== Фрагмент текста
Маклаков давно был знаком с Рудольфом Фуксом, – ещё с начала 60-х годов, когда и тот, и другой, то сотрудничая, то конкурируя, торговали пластинками возле крупнейшего в городе универмага ДЛТ. Точно так же как и Фукс, Маклаков удостоился в своё время и чести быть пропечатанным в фельетоне. Правда, в другое время, так что на страницах советской печати "встретиться" им не довелось. С конца шестидесятых Маклаков, как и другие коллекционеры, наряду с западной музыкой начинает писать и отечественных исполнителей. И, конечно же, появление новых записей Аркадия Северного не проходит мимо него. Казалось бы, давнее знакомство с Рудольфом предполагало, что уж кому-кому, а Сергею Ивановичу не пристало верить сказкам про "старого одессита"! Тем более, что Маклаков был не просто знакомым Фукса, а почти его соседом. Сергей Иванович жил на Большом проспекте Петроградской стороны, в доме 29, а всего через квартал от него на Ропшинской улице жил Рудольф. Но, по-видимому, всё было не так просто… Когда Маклаков (не то сам, не то через каких-то знакомых), наконец, уговорил Фукса свести его с Аркадием Северным, он и сам толком не знал, кто ж к нему заявится. Вот как рассказывал об этом сам Сергей Иванович:

"Вот когда он первый раз ко мне пришёл… Ну, я записи-то слышал. Думал, понимаешь, – такой мужик, срока отбывал… Громадный должен быть, плечистый. Ну, такое впечатление, когда он поёт…

Открываю дверь – стоит симпатичный молодой человек в галстуке… Высокого роста, с гитарой. Ну, как-то у меня настроение сразу испортилось. Ну, думаю, какой это Аркадий. Не может быть, чтобы это был Аркадий. Проходит в комнату, садится на диван, берёт гитару… Да, выпили мы с ним по рюмочке… Как запел – ну всё, ну что там говорить. Там уже всё ясно сразу стало…"
====
== Предоставленные материалы
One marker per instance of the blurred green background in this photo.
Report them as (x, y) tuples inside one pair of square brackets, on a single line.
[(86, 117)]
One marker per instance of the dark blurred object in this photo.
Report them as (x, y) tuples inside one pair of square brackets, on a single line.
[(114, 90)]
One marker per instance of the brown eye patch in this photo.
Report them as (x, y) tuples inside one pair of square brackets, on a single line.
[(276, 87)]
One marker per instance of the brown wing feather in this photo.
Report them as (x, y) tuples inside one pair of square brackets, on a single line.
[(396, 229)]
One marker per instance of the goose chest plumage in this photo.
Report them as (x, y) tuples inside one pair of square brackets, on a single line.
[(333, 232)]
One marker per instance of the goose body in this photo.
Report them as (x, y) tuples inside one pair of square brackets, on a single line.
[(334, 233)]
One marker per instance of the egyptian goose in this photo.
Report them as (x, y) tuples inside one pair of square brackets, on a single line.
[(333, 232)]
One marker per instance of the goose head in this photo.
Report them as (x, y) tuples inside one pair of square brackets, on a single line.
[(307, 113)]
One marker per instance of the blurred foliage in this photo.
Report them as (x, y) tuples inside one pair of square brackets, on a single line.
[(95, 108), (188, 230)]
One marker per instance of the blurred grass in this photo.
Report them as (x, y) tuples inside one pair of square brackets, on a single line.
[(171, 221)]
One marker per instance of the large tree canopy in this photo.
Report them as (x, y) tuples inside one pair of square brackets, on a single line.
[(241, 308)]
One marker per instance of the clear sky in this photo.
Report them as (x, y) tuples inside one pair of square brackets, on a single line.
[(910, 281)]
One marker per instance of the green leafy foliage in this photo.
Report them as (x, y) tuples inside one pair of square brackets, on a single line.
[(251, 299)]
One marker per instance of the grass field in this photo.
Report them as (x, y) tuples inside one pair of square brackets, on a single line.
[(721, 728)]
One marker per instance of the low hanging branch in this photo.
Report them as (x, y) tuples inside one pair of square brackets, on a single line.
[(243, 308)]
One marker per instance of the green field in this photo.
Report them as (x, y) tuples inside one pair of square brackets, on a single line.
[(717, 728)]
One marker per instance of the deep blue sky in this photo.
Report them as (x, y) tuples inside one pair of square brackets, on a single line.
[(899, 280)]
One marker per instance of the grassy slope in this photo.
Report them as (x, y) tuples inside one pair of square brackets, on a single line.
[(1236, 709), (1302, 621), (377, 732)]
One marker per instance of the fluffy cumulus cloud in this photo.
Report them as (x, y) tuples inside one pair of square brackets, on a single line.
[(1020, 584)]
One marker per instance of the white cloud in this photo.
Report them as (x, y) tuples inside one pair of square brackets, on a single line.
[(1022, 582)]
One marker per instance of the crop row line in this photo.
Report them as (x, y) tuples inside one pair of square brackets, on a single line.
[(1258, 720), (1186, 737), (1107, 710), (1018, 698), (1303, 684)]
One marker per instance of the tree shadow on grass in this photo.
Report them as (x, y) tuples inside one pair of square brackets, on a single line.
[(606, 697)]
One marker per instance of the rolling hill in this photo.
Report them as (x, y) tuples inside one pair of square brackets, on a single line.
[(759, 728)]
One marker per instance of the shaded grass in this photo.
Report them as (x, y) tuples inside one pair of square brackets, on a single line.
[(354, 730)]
====
Задание → Продолжите отрывок о первой встрече Маклакова с Аркадием Северным, начав сразу после его последней фразы.

Ответ →
По словам Маклакова, в тот вечер Аркадий напел ему песен на целую бобину. Но, к сожалению, эта запись, судя по всему, не сохранилась. Известны лишь какие-то фрагменты гитарных концертов Северного, сделанных в этот период, возможно, и у Маклакова. Это вполне согласуется с рассказами Сергея Ивановича о том, что Аркадий записывался тогда у него неоднократно. Но такие записи не вполне удовлетворяли Маклакова. Ведь записываясь у него, Аркадий невольно возвращался к уже пройденному этапу – пел безо всякого сценария и выдержанной стилистики всё, что приходило ему или кому-либо из присутствующих в голову. Что после "Программ", конечно, слушалось уже совершенно не интересно. Маклаков, не обладавший литературным даром, ничего тут поделать не может, но ему тоже хочется записать что-то оригинальное. И, наконец, его замысел осуществляется.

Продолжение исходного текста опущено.